** Stated problem a **
Retype a passage from the court opinion below, beginning at the words "November 16, 1955" and stopping after the words "support the conviction.".

** START OF Article **

Case Name: Arlen Ray Whisenand v. State
Court: Texas Court of Criminal Appeals
Jurisdiction: Texas
Decision Date: 1955-11-16
Citations: 162 Tex. Crim. 226
Docket Number: No. 27,797
Parties: Arlen Ray Whisenand v. State
Judges: 
Reporter: Texas Criminal Reports
Volume: 162
Pages: 226–227

Head Matter:
Arlen Ray Whisenand v. State
No. 27,797.
November 16, 1955
McCarthy, Rose <fe Haynes, Geor'ge S. McCarthy of Counsel, Amarillo, for appellant.
Leon Douglas, State’s Attorney, Austin, for the state.

Opinion:
DAVIDSON, Judge.
This is a conviction for indecent exposure to a child; the punishment, four years in the penitentiary.
According to the testimony of the prosecutrix, a twelve-year-old girl, as she and her girl companion passed along the sidewalk appellant, seated in an automobile, exhibited and exposed to them his male organ while holding it in his hand. Previously thereto, he had attempted, by motioning to them, to get the girls to come to the car in which he was seated.
We entertain no doubt as to the sufficiency of the evidence to support the conviction.
The appellant did not testify, nor did he offer any affirmative defense.
Over appellant's objection, the state was permitted to prove by the mother of the prosecutrix that when she (the mother) arrived home in something like an hour after the alleged exposure the prosecutrix said to her, "Mother, a man tried to pick us up."

** END OF Article **
** START OF Available data **

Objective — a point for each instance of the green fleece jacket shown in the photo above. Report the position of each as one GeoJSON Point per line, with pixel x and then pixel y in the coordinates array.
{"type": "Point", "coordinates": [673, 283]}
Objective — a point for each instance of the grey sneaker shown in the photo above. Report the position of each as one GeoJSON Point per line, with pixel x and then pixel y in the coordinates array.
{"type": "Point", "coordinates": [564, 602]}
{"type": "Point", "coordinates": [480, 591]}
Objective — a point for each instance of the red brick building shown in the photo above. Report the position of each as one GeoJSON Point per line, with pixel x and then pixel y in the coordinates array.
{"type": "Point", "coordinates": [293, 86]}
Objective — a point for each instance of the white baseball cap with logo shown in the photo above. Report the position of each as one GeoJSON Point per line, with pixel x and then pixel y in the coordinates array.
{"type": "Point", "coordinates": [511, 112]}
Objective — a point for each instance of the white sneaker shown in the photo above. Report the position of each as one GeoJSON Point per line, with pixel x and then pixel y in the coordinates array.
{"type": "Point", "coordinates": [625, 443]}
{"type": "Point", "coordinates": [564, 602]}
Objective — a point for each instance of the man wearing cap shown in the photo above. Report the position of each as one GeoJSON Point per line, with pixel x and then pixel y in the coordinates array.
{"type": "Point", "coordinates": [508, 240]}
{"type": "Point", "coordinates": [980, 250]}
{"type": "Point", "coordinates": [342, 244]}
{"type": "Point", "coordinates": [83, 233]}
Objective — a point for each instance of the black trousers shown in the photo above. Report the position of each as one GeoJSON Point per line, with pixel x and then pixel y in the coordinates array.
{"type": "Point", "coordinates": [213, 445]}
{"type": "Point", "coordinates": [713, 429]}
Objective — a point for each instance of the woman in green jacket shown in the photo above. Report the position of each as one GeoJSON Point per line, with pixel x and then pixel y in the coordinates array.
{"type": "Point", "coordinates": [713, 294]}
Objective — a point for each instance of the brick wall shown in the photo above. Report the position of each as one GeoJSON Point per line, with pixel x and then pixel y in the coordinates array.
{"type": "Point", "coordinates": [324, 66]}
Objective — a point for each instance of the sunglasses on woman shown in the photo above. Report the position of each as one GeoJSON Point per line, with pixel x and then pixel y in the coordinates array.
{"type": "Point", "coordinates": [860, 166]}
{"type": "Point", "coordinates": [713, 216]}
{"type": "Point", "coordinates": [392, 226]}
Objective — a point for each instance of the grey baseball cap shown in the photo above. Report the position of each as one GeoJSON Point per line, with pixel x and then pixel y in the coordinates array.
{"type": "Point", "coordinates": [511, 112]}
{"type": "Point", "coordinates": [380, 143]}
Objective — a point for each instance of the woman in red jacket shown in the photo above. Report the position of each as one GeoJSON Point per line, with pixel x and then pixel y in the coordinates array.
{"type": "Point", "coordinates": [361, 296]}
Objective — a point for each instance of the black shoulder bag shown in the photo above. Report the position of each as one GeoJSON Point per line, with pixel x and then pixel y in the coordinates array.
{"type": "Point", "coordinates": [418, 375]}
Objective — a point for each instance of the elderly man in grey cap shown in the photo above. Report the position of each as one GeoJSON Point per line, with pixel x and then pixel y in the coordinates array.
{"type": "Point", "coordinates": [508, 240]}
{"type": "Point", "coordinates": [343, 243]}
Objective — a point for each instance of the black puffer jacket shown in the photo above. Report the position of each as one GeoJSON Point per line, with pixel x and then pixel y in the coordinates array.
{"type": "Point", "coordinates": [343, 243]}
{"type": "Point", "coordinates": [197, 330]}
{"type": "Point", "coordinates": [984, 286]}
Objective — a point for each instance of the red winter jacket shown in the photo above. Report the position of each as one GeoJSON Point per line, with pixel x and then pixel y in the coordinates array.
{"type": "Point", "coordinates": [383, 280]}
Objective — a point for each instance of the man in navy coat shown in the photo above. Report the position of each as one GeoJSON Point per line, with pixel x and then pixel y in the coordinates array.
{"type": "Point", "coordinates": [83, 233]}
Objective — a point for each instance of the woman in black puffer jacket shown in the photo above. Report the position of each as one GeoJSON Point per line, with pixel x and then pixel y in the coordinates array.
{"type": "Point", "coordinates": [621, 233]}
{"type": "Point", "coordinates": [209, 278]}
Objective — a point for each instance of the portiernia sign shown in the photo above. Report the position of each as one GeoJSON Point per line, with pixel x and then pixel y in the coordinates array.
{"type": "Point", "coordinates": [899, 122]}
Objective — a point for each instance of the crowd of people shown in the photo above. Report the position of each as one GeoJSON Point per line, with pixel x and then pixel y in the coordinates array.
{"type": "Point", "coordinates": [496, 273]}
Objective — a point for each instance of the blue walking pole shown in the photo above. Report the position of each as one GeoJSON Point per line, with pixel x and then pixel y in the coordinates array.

** END OF Available data **

** Stated problem b **
Format as a numbered list the lines of the records from the line that contains "Objective — a point for each instance of the man in" through the last line of the records, omitting any blank lines.

** Full response a **
November 16, 1955
McCarthy, Rose <fe Haynes, Geor'ge S. McCarthy of Counsel, Amarillo, for appellant.
Leon Douglas, State’s Attorney, Austin, for the state.

Opinion:
DAVIDSON, Judge.
This is a conviction for indecent exposure to a child; the punishment, four years in the penitentiary.
According to the testimony of the prosecutrix, a twelve-year-old girl, as she and her girl companion passed along the sidewalk appellant, seated in an automobile, exhibited and exposed to them his male organ while holding it in his hand. Previously thereto, he had attempted, by motioning to them, to get the girls to come to the car in which he was seated.
We entertain no doubt as to the sufficiency of the evidence to support the conviction.

** Full response b **
1. Objective — a point for each instance of the man in navy coat shown in the photo above. Report the position of each as one GeoJSON Point per line, with pixel x and then pixel y in the coordinates array.
2. {"type": "Point", "coordinates": [83, 233]}
3. Objective — a point for each instance of the woman in black puffer jacket shown in the photo above. Report the position of each as one GeoJSON Point per line, with pixel x and then pixel y in the coordinates array.
4. {"type": "Point", "coordinates": [621, 233]}
5. {"type": "Point", "coordinates": [209, 278]}
6. Objective — a point for each instance of the portiernia sign shown in the photo above. Report the position of each as one GeoJSON Point per line, with pixel x and then pixel y in the coordinates array.
7. {"type": "Point", "coordinates": [899, 122]}
8. Objective — a point for each instance of the crowd of people shown in the photo above. Report the position of each as one GeoJSON Point per line, with pixel x and then pixel y in the coordinates array.
9. {"type": "Point", "coordinates": [496, 273]}
10. Objective — a point for each instance of the blue walking pole shown in the photo above. Report the position of each as one GeoJSON Point per line, with pixel x and then pixel y in the coordinates array.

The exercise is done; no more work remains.